■ **YOUR INSTRUCTIONS**
Will you transcribe the entries that follow, exactly and in full?

■ **RECORDS TO PROCESS**
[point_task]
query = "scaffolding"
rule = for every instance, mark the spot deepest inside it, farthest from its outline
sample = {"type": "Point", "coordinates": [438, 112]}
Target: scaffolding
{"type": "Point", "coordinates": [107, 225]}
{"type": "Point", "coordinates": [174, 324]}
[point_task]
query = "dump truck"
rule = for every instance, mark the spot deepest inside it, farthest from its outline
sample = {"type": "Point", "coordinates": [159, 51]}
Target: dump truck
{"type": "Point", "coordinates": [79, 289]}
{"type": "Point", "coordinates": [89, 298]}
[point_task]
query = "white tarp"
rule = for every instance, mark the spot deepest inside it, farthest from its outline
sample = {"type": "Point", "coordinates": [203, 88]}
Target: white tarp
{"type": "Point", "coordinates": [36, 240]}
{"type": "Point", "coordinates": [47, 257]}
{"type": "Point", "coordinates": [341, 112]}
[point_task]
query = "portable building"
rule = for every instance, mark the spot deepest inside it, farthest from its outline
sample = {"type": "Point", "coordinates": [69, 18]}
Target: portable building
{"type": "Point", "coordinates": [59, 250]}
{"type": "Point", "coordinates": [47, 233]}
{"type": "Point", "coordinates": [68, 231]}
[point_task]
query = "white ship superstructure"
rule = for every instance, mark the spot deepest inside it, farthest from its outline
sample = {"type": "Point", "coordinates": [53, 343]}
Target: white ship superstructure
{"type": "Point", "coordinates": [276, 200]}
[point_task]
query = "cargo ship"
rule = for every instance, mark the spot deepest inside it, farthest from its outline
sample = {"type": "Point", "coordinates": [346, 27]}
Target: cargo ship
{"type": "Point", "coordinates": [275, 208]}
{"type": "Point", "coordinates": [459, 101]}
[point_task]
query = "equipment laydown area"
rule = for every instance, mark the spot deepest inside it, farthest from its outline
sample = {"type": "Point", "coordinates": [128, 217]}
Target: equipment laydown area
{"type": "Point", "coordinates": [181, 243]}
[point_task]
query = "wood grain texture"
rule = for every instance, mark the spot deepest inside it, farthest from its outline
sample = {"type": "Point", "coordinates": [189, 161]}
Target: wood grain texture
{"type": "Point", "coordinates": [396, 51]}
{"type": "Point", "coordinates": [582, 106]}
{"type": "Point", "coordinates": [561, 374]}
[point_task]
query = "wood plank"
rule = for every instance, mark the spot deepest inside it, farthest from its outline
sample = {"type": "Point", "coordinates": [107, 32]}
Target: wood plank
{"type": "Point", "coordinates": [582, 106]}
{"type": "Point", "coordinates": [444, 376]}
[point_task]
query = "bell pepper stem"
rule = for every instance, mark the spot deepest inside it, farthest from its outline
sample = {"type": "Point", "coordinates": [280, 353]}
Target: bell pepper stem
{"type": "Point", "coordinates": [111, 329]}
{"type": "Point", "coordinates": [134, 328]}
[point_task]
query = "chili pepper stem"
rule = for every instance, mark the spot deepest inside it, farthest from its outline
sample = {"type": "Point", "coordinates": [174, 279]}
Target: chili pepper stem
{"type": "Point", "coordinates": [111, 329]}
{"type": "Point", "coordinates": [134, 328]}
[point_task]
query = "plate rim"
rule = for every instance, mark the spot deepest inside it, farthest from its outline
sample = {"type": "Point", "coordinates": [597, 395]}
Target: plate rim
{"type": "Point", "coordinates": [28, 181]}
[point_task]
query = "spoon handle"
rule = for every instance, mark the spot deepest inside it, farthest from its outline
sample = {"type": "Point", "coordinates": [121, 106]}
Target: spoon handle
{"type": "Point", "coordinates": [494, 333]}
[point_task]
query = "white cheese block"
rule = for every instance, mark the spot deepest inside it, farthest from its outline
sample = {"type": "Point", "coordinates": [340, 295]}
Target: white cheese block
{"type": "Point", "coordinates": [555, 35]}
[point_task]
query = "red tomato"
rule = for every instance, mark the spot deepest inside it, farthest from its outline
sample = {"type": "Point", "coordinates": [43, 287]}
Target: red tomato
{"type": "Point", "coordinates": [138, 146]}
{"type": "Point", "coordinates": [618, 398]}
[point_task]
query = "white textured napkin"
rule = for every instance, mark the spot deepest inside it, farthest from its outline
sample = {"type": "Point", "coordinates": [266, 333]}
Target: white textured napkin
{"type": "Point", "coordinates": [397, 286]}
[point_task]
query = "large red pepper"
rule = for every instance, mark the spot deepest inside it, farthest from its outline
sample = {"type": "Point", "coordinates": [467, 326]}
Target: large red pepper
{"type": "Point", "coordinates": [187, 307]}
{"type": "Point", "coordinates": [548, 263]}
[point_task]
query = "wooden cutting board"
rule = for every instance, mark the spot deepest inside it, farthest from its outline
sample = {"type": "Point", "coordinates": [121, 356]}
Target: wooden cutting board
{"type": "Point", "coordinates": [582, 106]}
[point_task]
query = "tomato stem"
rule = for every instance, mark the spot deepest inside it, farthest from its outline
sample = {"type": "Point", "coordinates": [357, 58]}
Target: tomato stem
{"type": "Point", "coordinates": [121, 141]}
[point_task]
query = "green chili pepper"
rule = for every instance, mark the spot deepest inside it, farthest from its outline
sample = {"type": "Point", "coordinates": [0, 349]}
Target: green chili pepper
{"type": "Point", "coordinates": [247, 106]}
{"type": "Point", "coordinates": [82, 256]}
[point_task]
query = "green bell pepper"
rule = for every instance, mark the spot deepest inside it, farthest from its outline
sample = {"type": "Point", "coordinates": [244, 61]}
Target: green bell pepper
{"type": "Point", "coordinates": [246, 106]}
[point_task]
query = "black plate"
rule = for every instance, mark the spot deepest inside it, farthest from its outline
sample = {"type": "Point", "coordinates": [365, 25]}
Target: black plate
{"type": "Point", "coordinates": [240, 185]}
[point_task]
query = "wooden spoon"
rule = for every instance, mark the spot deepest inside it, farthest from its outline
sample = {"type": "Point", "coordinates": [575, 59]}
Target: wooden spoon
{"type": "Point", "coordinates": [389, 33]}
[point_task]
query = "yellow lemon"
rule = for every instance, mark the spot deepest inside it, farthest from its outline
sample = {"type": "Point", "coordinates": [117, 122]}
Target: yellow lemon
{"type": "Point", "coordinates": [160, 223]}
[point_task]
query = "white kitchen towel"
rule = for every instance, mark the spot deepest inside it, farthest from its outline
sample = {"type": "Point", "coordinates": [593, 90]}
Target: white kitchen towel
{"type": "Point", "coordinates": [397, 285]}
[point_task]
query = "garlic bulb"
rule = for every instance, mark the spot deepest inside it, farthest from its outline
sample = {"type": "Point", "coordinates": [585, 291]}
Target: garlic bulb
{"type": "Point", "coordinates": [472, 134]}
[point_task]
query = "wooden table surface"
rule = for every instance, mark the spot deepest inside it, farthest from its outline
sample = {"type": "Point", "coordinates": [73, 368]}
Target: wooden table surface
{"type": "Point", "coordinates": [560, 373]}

■ **PROBLEM SOLUTION**
[point_task]
query = "scaffolding"
rule = for every instance, mark the spot deepest inside it, farthest from its outline
sample = {"type": "Point", "coordinates": [438, 112]}
Target: scaffolding
{"type": "Point", "coordinates": [107, 225]}
{"type": "Point", "coordinates": [174, 324]}
[point_task]
query = "dump truck"
rule = for every instance, mark the spot deepest inside it, farthest from its outline
sample = {"type": "Point", "coordinates": [159, 51]}
Target: dump truck
{"type": "Point", "coordinates": [79, 289]}
{"type": "Point", "coordinates": [89, 298]}
[point_task]
query = "white tarp"
rule = for every instance, mark the spot deepest inside it, farthest from its outline
sample = {"type": "Point", "coordinates": [203, 88]}
Target: white tarp
{"type": "Point", "coordinates": [36, 240]}
{"type": "Point", "coordinates": [47, 257]}
{"type": "Point", "coordinates": [341, 112]}
[point_task]
query = "portable building"
rule = for every instance, mark the spot deepest inside it, farthest from its outline
sample = {"type": "Point", "coordinates": [69, 18]}
Target: portable building
{"type": "Point", "coordinates": [59, 250]}
{"type": "Point", "coordinates": [47, 233]}
{"type": "Point", "coordinates": [68, 231]}
[point_task]
query = "white ship superstructure"
rule = for every instance, mark the spot deepest inside it, farthest from its outline
sample = {"type": "Point", "coordinates": [53, 343]}
Target: white ship superstructure
{"type": "Point", "coordinates": [276, 200]}
[point_task]
query = "cargo ship"
rule = for every instance, mark the spot deepest inside it, farthest from its outline
sample = {"type": "Point", "coordinates": [346, 27]}
Target: cargo ship
{"type": "Point", "coordinates": [275, 208]}
{"type": "Point", "coordinates": [459, 101]}
[point_task]
query = "equipment laydown area"
rule = for every instance, mark the spot deepest inside it, farthest from its outline
sample = {"type": "Point", "coordinates": [128, 217]}
Target: equipment laydown area
{"type": "Point", "coordinates": [181, 243]}
[point_task]
query = "wood grain texture"
rule = for every instance, mark the spot deepest inside it, farthest from its outline
sample = {"type": "Point", "coordinates": [189, 161]}
Target: wood grain texture
{"type": "Point", "coordinates": [396, 51]}
{"type": "Point", "coordinates": [582, 106]}
{"type": "Point", "coordinates": [561, 374]}
[point_task]
query = "wood plank"
rule = for every instance, mark the spot deepest inside it, farthest from its outline
sample = {"type": "Point", "coordinates": [107, 32]}
Target: wood plank
{"type": "Point", "coordinates": [582, 106]}
{"type": "Point", "coordinates": [444, 376]}
[point_task]
query = "bell pepper stem"
rule = for every instance, mark the spot deepest inside it, farthest from its outline
sample = {"type": "Point", "coordinates": [280, 353]}
Target: bell pepper stem
{"type": "Point", "coordinates": [111, 329]}
{"type": "Point", "coordinates": [134, 328]}
[point_task]
query = "chili pepper stem"
rule = for every instance, mark the spot deepest inside it, farthest from its outline
sample = {"type": "Point", "coordinates": [174, 279]}
Target: chili pepper stem
{"type": "Point", "coordinates": [111, 329]}
{"type": "Point", "coordinates": [134, 328]}
[point_task]
query = "plate rim"
rule = for every instance, mark the spot deepest inside it, farthest from its outline
sample = {"type": "Point", "coordinates": [597, 395]}
Target: plate rim
{"type": "Point", "coordinates": [28, 181]}
[point_task]
query = "spoon handle"
rule = for every instance, mark the spot deepest inside it, farthest from its outline
sample = {"type": "Point", "coordinates": [121, 106]}
Target: spoon handle
{"type": "Point", "coordinates": [494, 333]}
[point_task]
query = "white cheese block"
rule = for every instance, mark the spot deepest inside it, farthest from its outline
sample = {"type": "Point", "coordinates": [340, 295]}
Target: white cheese block
{"type": "Point", "coordinates": [555, 35]}
[point_task]
query = "red tomato"
rule = for every instance, mark the spot deepest inside it, farthest from its outline
sample = {"type": "Point", "coordinates": [43, 287]}
Target: red tomato
{"type": "Point", "coordinates": [138, 146]}
{"type": "Point", "coordinates": [618, 398]}
[point_task]
query = "white textured napkin"
rule = for every instance, mark the spot deepest inside it, farthest from its outline
sample = {"type": "Point", "coordinates": [266, 333]}
Target: white textured napkin
{"type": "Point", "coordinates": [397, 286]}
[point_task]
query = "large red pepper"
rule = for every instance, mark the spot deepest inside it, farthest from its outline
sample = {"type": "Point", "coordinates": [467, 326]}
Target: large red pepper
{"type": "Point", "coordinates": [187, 307]}
{"type": "Point", "coordinates": [548, 263]}
[point_task]
query = "wooden cutting board"
rule = for every instance, mark the spot deepest inside it, farthest from its outline
sample = {"type": "Point", "coordinates": [121, 356]}
Target: wooden cutting board
{"type": "Point", "coordinates": [582, 106]}
[point_task]
query = "tomato stem"
rule = for every instance, mark the spot deepest inside it, farthest from its outline
sample = {"type": "Point", "coordinates": [357, 58]}
Target: tomato stem
{"type": "Point", "coordinates": [121, 141]}
[point_task]
query = "green chili pepper"
rule = for every instance, mark the spot deepest inside it, farthest from its outline
sample = {"type": "Point", "coordinates": [0, 349]}
Target: green chili pepper
{"type": "Point", "coordinates": [247, 106]}
{"type": "Point", "coordinates": [82, 256]}
[point_task]
query = "green bell pepper"
rule = for every instance, mark the spot deepest inside it, farthest from its outline
sample = {"type": "Point", "coordinates": [244, 61]}
Target: green bell pepper
{"type": "Point", "coordinates": [246, 106]}
[point_task]
query = "black plate"
rule = for every instance, mark the spot deepest inside it, farthest from its outline
sample = {"type": "Point", "coordinates": [365, 25]}
Target: black plate
{"type": "Point", "coordinates": [240, 185]}
[point_task]
query = "wooden spoon"
rule = for every instance, mark the spot deepest inside it, farthest from its outline
sample = {"type": "Point", "coordinates": [575, 59]}
Target: wooden spoon
{"type": "Point", "coordinates": [389, 33]}
[point_task]
query = "yellow lemon"
rule = for every instance, mark the spot deepest inside it, farthest from its outline
sample = {"type": "Point", "coordinates": [117, 122]}
Target: yellow lemon
{"type": "Point", "coordinates": [160, 223]}
[point_task]
query = "white kitchen towel"
rule = for every instance, mark the spot deepest inside it, farthest from its outline
sample = {"type": "Point", "coordinates": [593, 90]}
Target: white kitchen towel
{"type": "Point", "coordinates": [397, 285]}
[point_task]
query = "garlic bulb"
rule = for every instance, mark the spot deepest inside it, farthest from its outline
sample = {"type": "Point", "coordinates": [585, 291]}
Target: garlic bulb
{"type": "Point", "coordinates": [472, 134]}
[point_task]
query = "wooden table surface"
rule = for every instance, mark the spot deepest inside it, farthest from its outline
sample = {"type": "Point", "coordinates": [73, 368]}
Target: wooden table surface
{"type": "Point", "coordinates": [560, 373]}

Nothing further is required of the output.